* _READING TEXT_:

I am now a nurse practitioner and honestly on most days I sincerely love what I do. But it is stressful and when I was working in primary care I watched wistfully while the office staff whipped out the back door at 5 pm on the dot and I still had a mound of charts to review, order, prescribe, etc. But that’s the tradeoff…with more education comes more responsibility and comes more pay also. I don’t agree with the DNP movement…but that is an argument for another day.

I’m not a nurse, but here is what I see among my middle aged nurse friends, and now among younger people going into nursing:

It is physically hard work. As friends age and have families I see them moving into less stressful, less physically demanding, more predictable (and less direct patient care oriented) positions. I know a lot of nurses and former nurses with back issues.

But! There are so many unexpected professional directions that nurses can take.

I have an RN friend who is legally blind, who works at a regional poison control center. She’s the person you call when your toddler drinks something he found in the garage. She walks you through the entire process of what to do over the phone.

I have nurse friends who work in insurance, who work the administrative side of a transplant program, who work in a follow up program with cardiac patients, who teach, who work in clinics…etc. They have regular hours, and decent life styles. I know only a few nursing friends in their fifties who still work in direct patient care in hospitals. They are exhausted, but have their own reasons for continuing in that professional direction.

^^^ perfect example of why nursing is a good profession… Lots of choices within the profession.

And then you’d have to try to frantically catch up with your other patient in the unit who’d been seen by 5 different docs and had pages of orders written. Even if peers had given meds or stepped in to help, you still were behind on your charting or other interventions. The memory is making me feel anxious.

My DH had a hard time believing it when I’d get home after a 12 hour shift and tell him “Hold on-let me run to the bathroom. I haven’t gone since 5 am.” And ditto on the 5 minute lunches.

* _ENTRIES SUPPLIED_:
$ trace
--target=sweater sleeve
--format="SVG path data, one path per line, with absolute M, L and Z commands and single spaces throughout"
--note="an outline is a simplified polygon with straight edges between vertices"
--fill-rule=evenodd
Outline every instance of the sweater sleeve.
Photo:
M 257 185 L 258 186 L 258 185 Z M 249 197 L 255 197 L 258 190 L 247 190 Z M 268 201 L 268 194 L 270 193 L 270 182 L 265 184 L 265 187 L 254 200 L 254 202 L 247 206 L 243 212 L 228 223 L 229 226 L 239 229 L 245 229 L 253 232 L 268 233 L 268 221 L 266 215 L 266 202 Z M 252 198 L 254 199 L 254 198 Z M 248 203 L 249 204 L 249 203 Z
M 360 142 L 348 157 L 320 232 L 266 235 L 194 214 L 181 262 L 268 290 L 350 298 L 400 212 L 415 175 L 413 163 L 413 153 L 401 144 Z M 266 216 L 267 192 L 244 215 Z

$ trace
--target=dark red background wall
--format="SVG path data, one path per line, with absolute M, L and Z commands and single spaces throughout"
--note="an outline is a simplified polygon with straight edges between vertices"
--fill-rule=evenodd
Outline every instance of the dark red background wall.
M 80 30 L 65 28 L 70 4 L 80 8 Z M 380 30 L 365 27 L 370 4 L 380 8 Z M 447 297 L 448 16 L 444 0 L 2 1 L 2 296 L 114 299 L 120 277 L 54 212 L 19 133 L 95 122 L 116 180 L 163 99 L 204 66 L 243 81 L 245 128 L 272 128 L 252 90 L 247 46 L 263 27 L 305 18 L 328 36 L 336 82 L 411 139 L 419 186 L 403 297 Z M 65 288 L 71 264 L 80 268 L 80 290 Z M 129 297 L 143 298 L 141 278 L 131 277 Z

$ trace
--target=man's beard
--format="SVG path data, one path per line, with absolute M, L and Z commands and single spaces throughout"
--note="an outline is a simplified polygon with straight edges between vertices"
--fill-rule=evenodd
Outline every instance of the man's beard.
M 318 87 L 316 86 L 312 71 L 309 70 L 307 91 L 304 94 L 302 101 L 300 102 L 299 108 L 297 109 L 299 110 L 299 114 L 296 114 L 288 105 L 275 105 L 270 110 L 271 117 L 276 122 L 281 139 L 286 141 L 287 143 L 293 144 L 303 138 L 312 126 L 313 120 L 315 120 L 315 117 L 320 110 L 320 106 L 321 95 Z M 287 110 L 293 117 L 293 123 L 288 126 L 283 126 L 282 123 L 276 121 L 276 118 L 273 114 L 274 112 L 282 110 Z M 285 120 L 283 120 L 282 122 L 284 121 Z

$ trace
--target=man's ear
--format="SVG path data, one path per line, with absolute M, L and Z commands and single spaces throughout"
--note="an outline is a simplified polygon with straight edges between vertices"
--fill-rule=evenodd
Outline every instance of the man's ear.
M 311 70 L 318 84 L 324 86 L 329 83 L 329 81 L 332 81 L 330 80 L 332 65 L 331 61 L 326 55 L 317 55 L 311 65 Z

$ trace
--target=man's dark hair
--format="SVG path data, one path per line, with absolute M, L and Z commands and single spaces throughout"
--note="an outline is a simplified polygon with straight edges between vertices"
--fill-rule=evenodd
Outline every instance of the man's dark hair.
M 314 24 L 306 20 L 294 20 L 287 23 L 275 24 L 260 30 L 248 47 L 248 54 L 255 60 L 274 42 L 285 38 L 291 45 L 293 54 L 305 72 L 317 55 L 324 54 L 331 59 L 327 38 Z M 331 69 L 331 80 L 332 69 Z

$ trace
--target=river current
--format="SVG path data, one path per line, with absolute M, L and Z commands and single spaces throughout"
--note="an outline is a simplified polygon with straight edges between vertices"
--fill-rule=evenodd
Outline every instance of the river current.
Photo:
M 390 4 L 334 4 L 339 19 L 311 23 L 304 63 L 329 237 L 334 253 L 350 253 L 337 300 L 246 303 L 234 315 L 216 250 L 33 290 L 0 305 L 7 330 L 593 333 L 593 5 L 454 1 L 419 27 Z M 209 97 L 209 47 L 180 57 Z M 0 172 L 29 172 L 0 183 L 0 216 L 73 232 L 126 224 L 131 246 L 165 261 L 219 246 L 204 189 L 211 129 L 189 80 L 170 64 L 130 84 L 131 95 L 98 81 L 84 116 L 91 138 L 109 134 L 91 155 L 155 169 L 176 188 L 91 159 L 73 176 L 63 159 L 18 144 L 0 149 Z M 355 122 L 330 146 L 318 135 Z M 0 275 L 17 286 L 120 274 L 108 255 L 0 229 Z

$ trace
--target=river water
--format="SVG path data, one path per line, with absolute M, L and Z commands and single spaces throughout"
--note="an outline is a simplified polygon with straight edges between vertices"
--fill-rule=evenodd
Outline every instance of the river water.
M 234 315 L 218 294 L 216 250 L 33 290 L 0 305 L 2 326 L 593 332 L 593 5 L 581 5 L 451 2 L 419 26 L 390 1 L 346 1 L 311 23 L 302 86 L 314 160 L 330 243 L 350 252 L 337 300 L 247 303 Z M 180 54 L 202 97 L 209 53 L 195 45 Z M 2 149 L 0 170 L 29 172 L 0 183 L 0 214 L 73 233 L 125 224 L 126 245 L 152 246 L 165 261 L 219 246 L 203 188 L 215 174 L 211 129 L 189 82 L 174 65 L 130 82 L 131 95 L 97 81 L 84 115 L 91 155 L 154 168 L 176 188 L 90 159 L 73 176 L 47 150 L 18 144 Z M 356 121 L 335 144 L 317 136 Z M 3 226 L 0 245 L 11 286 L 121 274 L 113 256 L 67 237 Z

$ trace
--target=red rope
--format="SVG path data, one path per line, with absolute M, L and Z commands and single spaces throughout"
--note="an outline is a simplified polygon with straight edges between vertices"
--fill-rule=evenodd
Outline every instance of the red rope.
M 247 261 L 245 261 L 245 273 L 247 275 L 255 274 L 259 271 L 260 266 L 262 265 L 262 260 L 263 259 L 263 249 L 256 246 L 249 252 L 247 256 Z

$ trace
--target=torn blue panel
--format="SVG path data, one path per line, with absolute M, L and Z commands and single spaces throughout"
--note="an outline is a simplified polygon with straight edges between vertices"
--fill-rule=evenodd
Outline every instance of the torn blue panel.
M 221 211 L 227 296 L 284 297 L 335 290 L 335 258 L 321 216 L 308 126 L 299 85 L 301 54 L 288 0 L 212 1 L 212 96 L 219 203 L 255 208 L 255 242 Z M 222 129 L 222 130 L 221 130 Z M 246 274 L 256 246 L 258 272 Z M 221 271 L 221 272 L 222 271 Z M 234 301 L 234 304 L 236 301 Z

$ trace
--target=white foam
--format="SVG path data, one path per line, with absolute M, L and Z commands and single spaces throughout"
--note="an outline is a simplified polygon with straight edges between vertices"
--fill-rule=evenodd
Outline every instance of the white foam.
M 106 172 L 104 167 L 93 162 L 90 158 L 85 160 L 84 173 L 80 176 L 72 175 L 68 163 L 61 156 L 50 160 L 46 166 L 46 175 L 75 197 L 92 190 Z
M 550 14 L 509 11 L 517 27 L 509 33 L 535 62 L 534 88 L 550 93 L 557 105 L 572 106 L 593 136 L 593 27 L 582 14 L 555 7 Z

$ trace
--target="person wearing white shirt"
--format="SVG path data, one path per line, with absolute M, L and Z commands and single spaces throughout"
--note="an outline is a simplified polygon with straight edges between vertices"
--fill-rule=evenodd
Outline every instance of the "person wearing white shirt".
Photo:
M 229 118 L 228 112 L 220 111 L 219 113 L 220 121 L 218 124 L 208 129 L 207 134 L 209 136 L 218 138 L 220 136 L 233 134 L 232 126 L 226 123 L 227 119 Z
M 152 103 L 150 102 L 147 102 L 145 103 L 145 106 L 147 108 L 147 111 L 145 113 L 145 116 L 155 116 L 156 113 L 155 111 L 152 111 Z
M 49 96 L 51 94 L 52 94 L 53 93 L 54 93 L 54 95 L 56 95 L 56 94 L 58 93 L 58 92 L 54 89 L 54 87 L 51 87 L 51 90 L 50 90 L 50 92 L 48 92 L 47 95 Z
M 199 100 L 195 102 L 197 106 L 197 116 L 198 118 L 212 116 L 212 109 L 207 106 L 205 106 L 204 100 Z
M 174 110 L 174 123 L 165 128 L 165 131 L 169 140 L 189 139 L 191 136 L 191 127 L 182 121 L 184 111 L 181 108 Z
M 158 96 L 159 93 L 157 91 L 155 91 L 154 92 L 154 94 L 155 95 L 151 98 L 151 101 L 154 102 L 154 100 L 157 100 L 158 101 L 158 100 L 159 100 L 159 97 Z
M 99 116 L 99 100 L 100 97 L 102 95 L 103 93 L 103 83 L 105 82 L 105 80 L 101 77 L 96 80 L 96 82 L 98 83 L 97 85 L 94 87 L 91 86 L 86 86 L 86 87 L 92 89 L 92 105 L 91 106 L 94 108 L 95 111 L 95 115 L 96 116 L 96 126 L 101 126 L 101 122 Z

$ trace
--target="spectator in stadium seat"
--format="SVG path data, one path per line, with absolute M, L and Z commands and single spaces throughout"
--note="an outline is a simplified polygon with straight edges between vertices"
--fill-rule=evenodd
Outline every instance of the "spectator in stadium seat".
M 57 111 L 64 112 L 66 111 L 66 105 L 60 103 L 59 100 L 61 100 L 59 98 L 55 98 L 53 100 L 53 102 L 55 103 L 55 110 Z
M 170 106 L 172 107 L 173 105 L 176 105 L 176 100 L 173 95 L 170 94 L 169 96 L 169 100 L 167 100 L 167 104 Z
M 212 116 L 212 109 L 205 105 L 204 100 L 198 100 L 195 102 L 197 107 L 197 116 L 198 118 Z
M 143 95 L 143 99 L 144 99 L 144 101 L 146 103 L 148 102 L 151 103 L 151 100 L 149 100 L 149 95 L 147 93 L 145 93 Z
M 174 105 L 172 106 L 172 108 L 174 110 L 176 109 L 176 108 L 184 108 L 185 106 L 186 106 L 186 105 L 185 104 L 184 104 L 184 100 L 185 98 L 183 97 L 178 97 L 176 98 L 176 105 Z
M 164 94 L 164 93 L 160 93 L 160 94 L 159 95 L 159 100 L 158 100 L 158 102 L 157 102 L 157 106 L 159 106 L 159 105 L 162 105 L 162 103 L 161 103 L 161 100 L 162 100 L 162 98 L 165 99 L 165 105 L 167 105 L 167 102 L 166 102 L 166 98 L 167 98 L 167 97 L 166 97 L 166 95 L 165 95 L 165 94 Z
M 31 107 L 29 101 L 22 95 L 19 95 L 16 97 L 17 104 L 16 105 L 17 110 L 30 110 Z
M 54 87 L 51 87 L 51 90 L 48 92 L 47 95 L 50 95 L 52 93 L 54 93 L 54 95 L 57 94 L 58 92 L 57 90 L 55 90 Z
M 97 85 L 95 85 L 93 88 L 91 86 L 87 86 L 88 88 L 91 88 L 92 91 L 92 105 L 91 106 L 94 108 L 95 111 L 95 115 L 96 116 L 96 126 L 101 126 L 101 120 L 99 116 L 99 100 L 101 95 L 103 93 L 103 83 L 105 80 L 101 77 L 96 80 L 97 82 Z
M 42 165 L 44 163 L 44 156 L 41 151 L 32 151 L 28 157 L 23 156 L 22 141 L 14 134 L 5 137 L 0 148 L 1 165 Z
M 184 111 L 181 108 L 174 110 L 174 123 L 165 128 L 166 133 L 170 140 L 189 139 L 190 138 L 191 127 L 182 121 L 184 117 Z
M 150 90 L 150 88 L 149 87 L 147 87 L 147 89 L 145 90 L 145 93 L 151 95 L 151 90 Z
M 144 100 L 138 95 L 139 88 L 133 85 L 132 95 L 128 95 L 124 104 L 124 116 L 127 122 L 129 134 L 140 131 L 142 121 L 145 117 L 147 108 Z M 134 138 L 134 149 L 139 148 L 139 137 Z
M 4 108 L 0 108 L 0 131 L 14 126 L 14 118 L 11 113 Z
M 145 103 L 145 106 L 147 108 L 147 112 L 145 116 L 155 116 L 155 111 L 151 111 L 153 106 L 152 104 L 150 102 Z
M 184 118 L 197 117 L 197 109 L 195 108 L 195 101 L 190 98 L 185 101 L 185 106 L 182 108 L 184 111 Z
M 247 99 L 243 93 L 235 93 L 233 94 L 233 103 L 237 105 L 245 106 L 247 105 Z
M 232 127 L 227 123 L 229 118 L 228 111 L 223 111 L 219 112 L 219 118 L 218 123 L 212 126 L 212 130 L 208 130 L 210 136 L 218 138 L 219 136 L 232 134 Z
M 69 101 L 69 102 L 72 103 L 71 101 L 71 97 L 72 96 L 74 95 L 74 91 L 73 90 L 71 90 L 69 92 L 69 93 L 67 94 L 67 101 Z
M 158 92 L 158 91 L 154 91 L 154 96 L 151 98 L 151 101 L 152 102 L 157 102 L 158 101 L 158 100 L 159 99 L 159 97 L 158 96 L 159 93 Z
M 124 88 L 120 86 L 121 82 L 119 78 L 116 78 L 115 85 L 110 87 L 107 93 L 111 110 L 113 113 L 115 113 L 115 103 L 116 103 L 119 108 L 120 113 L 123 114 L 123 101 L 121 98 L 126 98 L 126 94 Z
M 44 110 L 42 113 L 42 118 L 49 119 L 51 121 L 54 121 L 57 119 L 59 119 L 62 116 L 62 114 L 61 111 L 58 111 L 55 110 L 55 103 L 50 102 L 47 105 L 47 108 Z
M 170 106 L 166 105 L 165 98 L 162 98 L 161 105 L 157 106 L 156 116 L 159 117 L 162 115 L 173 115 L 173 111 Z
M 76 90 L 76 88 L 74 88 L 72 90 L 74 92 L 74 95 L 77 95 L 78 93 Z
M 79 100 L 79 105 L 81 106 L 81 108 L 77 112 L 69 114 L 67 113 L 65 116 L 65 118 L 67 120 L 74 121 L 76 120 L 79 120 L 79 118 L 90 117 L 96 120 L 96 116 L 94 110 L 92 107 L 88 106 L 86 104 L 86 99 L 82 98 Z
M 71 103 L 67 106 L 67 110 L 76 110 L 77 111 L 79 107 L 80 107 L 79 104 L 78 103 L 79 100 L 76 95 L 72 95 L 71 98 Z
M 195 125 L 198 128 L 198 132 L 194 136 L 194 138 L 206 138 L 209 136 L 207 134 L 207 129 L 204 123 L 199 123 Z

* _TASK TO CARRY OUT_: Please return the stretch from "But! There are" through "that professional direction." in the nursing text above, copied word for word.

* _REPLY TO THE EXERCISE_:
But! There are so many unexpected professional directions that nurses can take.

I have an RN friend who is legally blind, who works at a regional poison control center. She’s the person you call when your toddler drinks something he found in the garage. She walks you through the entire process of what to do over the phone.

I have nurse friends who work in insurance, who work the administrative side of a transplant program, who work in a follow up program with cardiac patients, who teach, who work in clinics…etc. They have regular hours, and decent life styles. I know only a few nursing friends in their fifties who still work in direct patient care in hospitals. They are exhausted, but have their own reasons for continuing in that professional direction.